## Text block
+ + + + +
Do we really think all of these sources of noise are going to go away? Substantively improve over time? Testing technology gains only have a small chance at marginally improving some of these. I hope to see those improvements. But it’s a drop in the bucket when it comes to the usefulness, reliability and validity of VAM estimates.

The factors other than the teacher which may influence the average test score gain of students linked to that teacher

First and foremost, kids simply aren’t randomly sorted across teachers and the various ways in which kids aren’t randomly sorted (by socioeconomic status, by disability status, by parental and/or child motivation level) substantively influence VAM estimates. As mentioned above, we can never know how much the unmeasured stuff influences the VAM estimates.  Why? It’s unmeasured!

Second, teachers aren’t randomly sorted among teaching peers and VAM studies have shown what appear to be spillover effects – where teachers seem to get higher VAM estimates when other teachers serving the same students get higher VAM estimates.  Teacher aides, class sizes, lighting/heating/cooling aren’t randomly distributed and all of this stuff may matter.
+ + + + +
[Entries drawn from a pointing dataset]
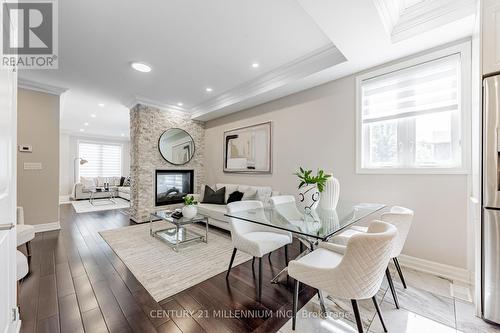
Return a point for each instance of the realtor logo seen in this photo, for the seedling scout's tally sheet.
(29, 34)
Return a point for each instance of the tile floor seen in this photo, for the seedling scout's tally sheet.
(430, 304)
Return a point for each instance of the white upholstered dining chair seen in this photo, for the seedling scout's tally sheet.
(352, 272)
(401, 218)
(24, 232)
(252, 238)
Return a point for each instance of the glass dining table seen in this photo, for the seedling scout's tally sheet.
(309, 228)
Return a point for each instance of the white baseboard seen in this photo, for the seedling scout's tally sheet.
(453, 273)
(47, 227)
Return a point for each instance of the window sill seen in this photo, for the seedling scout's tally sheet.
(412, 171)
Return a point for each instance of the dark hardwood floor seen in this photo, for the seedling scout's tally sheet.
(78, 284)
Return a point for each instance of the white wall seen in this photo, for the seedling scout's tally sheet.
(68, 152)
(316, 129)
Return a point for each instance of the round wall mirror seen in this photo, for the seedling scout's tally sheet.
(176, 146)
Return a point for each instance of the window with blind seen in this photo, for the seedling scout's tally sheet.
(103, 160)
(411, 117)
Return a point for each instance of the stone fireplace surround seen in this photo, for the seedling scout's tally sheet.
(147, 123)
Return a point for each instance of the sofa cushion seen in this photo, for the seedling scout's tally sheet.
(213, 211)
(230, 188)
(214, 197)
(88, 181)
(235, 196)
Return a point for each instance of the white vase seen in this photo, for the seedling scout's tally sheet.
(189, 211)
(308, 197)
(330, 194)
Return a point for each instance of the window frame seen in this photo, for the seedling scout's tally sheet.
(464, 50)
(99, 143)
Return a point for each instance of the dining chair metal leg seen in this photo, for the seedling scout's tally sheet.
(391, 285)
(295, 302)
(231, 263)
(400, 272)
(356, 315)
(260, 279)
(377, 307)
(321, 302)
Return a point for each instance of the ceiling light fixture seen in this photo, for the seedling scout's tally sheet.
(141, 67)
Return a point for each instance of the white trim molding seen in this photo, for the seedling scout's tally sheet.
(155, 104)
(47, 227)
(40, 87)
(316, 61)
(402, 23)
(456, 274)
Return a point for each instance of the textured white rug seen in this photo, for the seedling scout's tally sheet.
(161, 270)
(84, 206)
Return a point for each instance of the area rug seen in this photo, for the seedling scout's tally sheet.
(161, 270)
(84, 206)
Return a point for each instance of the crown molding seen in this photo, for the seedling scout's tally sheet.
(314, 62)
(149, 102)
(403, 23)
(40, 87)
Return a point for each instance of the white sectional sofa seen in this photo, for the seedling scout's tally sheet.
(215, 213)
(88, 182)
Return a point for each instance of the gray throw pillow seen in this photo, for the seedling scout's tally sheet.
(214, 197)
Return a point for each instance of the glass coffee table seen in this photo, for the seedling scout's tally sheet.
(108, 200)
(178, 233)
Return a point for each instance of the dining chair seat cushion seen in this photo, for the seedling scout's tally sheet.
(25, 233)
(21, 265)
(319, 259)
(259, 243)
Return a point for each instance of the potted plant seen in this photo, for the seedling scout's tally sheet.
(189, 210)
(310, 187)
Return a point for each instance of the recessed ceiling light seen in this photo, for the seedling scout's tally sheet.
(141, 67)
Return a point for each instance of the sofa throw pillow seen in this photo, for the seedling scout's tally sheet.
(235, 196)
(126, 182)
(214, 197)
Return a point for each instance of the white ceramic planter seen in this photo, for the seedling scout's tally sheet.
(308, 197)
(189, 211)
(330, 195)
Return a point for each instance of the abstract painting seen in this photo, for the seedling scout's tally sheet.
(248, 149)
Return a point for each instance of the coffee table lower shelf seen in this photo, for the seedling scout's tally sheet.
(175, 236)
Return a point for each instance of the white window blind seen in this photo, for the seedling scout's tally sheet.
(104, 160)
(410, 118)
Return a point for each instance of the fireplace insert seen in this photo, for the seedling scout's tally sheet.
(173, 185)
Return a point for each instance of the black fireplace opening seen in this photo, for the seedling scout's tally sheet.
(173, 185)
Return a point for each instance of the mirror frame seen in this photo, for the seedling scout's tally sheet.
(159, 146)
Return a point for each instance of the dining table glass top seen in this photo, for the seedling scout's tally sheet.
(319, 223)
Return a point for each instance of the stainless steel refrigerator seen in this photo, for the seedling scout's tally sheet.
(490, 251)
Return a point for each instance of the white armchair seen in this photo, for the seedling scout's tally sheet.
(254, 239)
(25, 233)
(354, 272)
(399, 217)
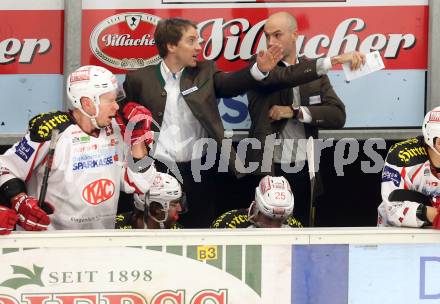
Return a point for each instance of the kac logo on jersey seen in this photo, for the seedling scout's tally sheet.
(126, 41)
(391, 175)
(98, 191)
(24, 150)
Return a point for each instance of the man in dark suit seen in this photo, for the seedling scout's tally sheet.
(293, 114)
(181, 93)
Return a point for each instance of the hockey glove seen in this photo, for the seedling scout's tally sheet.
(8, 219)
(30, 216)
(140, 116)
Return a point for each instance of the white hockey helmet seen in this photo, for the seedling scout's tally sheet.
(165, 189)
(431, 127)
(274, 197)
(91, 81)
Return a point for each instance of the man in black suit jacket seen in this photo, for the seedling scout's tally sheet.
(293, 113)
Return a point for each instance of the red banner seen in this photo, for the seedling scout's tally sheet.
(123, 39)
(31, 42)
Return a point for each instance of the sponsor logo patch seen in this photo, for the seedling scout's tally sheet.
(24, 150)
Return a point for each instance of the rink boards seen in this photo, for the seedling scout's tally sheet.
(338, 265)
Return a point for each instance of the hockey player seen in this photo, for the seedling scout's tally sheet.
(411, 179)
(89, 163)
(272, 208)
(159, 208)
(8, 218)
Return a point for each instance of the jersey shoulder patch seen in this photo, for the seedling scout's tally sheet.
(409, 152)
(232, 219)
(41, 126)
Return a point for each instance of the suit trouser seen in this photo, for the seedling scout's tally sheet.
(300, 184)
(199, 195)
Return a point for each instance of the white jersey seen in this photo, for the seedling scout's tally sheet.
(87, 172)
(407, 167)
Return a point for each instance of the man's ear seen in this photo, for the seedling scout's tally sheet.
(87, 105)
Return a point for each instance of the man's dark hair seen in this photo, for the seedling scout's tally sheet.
+ + + + +
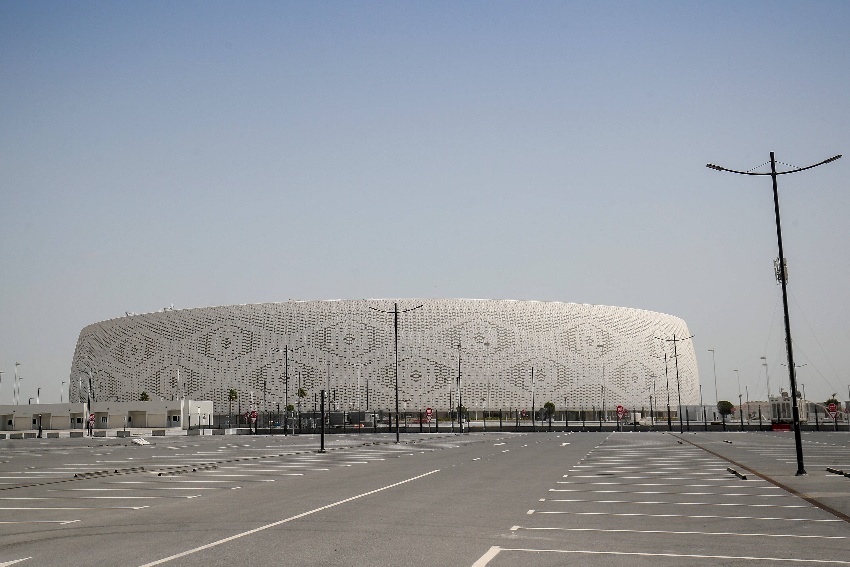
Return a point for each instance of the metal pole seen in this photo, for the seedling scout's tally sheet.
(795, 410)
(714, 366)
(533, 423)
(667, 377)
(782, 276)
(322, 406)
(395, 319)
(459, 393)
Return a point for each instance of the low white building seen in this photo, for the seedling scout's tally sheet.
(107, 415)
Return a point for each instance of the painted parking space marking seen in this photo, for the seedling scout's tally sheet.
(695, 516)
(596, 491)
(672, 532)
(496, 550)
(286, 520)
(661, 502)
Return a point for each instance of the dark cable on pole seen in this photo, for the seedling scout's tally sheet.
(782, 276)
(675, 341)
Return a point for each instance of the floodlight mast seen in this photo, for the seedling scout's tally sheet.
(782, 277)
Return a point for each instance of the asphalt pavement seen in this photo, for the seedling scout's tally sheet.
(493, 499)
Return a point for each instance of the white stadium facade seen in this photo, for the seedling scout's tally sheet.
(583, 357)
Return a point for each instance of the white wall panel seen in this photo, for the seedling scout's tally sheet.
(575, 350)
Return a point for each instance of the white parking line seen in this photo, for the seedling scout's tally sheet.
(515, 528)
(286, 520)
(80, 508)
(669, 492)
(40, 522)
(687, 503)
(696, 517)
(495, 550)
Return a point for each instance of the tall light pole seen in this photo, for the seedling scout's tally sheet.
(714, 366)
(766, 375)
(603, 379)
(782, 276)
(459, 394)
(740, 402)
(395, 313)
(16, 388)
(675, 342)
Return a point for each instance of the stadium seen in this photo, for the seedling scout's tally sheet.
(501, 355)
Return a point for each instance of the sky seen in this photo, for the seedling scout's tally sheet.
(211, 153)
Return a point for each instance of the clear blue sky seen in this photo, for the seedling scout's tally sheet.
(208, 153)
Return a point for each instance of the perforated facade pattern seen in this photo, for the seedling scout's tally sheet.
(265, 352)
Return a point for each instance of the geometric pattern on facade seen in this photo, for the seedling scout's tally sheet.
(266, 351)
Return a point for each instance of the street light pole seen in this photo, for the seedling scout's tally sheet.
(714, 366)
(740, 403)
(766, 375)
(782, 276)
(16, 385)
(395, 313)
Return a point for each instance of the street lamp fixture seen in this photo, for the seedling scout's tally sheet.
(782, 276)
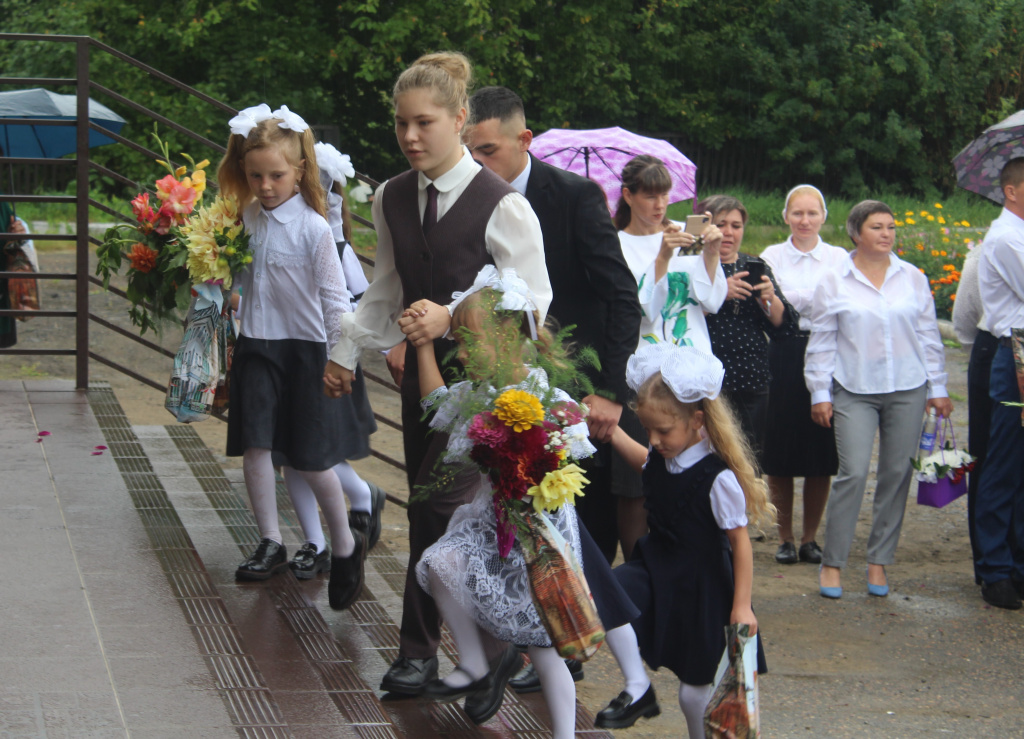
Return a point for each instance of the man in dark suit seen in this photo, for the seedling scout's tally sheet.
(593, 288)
+ + + + +
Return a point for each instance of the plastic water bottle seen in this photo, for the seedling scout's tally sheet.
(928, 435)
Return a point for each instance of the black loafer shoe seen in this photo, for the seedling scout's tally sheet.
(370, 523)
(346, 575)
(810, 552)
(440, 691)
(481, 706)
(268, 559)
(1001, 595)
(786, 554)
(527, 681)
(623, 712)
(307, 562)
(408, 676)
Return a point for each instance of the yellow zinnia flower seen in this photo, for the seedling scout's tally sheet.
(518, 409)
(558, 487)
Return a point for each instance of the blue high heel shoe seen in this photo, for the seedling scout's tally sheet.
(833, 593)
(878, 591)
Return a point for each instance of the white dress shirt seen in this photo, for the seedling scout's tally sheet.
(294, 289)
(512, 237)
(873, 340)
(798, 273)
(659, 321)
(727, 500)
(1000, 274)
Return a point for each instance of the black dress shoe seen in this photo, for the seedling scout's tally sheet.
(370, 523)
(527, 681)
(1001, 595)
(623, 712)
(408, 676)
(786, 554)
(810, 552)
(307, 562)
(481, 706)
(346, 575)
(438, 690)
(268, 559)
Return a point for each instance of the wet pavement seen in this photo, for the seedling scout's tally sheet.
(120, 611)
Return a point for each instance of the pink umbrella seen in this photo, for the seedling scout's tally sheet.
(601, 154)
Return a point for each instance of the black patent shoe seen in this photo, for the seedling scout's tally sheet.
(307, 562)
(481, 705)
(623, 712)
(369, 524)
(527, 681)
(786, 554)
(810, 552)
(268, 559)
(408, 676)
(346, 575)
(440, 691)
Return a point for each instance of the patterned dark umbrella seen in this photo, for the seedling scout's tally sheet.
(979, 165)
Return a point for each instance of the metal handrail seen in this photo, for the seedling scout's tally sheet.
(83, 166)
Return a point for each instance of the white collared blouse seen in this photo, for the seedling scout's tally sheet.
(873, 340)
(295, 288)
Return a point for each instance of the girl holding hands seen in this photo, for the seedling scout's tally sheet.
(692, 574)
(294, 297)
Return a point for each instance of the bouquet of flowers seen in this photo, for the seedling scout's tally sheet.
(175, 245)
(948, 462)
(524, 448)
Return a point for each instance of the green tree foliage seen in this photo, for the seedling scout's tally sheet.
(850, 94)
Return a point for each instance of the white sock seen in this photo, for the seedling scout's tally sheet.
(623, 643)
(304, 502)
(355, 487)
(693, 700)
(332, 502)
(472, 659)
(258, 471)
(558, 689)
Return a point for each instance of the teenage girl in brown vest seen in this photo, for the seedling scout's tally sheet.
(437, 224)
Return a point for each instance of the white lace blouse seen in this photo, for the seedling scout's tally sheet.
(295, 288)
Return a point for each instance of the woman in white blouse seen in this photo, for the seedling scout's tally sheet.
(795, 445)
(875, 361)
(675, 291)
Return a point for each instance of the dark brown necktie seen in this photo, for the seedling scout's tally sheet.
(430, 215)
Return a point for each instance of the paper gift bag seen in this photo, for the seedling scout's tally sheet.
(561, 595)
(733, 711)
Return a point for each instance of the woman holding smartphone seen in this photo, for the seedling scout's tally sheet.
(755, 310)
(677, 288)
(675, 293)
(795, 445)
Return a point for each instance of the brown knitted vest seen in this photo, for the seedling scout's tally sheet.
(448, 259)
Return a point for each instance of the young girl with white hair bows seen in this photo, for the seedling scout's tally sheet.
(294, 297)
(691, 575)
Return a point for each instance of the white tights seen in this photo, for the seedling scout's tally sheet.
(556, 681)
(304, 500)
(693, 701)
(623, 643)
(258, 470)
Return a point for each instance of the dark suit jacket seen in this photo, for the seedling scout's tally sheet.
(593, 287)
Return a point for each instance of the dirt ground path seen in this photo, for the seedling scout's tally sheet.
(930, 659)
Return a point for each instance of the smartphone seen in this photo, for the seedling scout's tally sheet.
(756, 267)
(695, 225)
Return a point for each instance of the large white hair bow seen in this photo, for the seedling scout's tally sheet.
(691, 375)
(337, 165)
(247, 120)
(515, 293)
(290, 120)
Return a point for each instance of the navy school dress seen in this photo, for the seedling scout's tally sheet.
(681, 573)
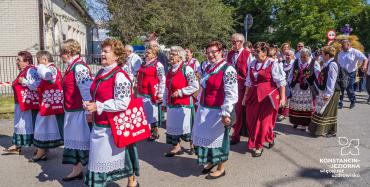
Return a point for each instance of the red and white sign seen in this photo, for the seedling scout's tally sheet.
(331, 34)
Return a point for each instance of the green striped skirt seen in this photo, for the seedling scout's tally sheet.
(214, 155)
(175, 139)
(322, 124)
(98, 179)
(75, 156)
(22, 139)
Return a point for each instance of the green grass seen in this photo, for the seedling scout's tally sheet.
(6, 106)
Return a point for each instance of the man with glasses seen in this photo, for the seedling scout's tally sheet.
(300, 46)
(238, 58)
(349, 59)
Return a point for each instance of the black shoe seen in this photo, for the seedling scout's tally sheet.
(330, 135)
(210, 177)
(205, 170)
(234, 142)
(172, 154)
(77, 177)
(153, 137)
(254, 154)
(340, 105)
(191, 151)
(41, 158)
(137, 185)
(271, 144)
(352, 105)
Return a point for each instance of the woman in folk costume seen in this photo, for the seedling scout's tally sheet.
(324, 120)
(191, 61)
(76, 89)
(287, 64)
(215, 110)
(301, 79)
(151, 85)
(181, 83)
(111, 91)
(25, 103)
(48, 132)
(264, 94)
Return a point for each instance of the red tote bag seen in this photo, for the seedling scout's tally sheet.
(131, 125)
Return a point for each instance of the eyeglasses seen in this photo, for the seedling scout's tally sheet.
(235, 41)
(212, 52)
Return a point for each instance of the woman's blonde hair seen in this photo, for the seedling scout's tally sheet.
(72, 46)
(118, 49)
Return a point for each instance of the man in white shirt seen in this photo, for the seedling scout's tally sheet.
+ + + + +
## Your instructions
Reproduce word for word the part of the passage on value-added teacher estimates between "The factors other" and "Why? It’s unmeasured!", inclusive.

## Solution to this problem
The factors other than the teacher which may influence the average test score gain of students linked to that teacher

First and foremost, kids simply aren’t randomly sorted across teachers and the various ways in which kids aren’t randomly sorted (by socioeconomic status, by disability status, by parental and/or child motivation level) substantively influence VAM estimates. As mentioned above, we can never know how much the unmeasured stuff influences the VAM estimates.  Why? It’s unmeasured!